- [What you will do]:
Turn the part of the data that begins with the line containing "pin: the white golf" and runs through the end of the data into a JSON list of strings, one string per line, with blank lines left out.

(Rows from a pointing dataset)
start

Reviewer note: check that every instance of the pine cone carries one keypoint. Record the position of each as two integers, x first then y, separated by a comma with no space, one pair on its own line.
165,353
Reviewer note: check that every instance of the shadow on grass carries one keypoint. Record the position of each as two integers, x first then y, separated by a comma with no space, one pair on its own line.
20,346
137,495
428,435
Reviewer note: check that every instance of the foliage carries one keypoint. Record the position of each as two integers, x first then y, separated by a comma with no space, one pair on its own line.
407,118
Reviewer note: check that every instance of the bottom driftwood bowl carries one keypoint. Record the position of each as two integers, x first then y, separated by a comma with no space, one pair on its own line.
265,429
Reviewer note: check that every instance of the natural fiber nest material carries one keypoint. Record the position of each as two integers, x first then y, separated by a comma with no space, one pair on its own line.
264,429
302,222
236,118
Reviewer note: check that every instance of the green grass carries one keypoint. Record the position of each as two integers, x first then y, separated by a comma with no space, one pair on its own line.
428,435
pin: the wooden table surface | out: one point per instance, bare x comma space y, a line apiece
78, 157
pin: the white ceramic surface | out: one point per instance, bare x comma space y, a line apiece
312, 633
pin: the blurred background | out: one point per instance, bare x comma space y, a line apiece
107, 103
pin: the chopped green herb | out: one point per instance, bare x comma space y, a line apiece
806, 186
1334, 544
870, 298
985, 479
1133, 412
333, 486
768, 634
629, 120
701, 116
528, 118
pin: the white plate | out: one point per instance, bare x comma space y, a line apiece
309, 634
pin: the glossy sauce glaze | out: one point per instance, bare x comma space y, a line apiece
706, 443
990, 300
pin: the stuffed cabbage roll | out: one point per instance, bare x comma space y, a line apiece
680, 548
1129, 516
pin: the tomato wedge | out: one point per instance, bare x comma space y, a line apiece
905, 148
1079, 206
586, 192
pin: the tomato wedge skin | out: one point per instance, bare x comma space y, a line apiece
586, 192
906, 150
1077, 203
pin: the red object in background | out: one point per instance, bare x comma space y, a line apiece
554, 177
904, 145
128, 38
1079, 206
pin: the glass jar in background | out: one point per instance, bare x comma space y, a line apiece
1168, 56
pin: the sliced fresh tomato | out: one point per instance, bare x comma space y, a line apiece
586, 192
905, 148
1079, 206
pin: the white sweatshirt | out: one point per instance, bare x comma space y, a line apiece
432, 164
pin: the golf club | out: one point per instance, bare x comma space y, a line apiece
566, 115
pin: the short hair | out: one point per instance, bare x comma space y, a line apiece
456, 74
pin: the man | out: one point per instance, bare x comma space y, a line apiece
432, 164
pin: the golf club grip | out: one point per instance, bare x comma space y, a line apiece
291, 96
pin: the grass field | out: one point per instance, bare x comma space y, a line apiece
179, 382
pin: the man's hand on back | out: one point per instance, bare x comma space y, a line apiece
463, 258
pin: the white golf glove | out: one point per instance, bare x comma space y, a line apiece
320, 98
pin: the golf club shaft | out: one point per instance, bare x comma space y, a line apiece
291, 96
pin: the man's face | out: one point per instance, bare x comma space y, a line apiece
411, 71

end

- [Task solution]:
[
  "pin: the white golf glove | out: one point per instance, bare x comma space y, a line apiece",
  "320, 98",
  "pin: the golf club shaft | out: one point per instance, bare x comma space y, a line apiece",
  "291, 96",
  "pin: the man's face | out: one point per instance, bare x comma space y, a line apiece",
  "411, 71"
]